* [WRITTEN TASK] Can you reproduce, word for word, the stretch of the data from the line containing "Target: girl in gray princeton t-shirt" through the end of the data, and nothing else?

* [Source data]
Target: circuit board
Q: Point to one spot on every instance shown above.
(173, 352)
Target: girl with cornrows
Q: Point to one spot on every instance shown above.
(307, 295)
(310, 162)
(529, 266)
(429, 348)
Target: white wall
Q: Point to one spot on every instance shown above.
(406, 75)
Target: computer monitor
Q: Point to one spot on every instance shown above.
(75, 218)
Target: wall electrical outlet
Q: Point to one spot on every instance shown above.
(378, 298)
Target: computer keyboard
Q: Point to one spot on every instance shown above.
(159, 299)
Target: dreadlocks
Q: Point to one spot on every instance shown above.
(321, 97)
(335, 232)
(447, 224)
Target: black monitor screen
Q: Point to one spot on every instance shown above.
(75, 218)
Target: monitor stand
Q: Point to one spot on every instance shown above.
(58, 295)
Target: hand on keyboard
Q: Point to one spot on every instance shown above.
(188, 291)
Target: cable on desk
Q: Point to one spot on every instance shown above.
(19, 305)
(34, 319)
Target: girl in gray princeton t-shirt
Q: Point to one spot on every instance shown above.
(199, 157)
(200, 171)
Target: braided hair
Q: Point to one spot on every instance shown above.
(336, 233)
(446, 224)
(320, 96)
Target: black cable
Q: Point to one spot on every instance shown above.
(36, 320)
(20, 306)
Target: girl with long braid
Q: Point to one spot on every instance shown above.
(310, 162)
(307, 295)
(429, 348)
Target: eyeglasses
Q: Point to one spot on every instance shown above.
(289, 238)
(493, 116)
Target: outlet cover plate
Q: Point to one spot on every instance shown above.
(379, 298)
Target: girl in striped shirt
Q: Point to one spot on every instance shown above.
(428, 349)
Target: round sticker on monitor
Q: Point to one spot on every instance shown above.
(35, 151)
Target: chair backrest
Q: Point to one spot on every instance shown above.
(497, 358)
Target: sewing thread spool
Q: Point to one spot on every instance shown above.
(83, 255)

* [RESULT FOR THIS EXERCISE]
Target: girl in gray princeton t-shirt
Q: Point to one spot on every instance shown above.
(199, 157)
(200, 171)
Target: braided hair
Q: Point to one spot on every instance shown above.
(336, 233)
(446, 224)
(320, 96)
Target: black cable
Q: Point to one spot on every instance shown above.
(36, 320)
(20, 306)
Target: girl with long braid
Q: Point to one spot on every instance shown above.
(310, 162)
(307, 295)
(429, 348)
Target: eyeglasses
Q: Point to one spot on every instance shown above.
(289, 238)
(493, 116)
Target: outlet cover plate
Q: Point to one spot on every instance shown above.
(379, 298)
Target: girl in striped shirt
Q: Point to one spot on every instance shown above.
(428, 349)
Target: round sticker on monitor
Q: Point to one spot on every instance shown above.
(35, 151)
Target: chair backrest
Q: Point to one spot on every instance shown above.
(497, 358)
Target: sewing thread spool
Q: Point to one spot on every instance shown above.
(83, 255)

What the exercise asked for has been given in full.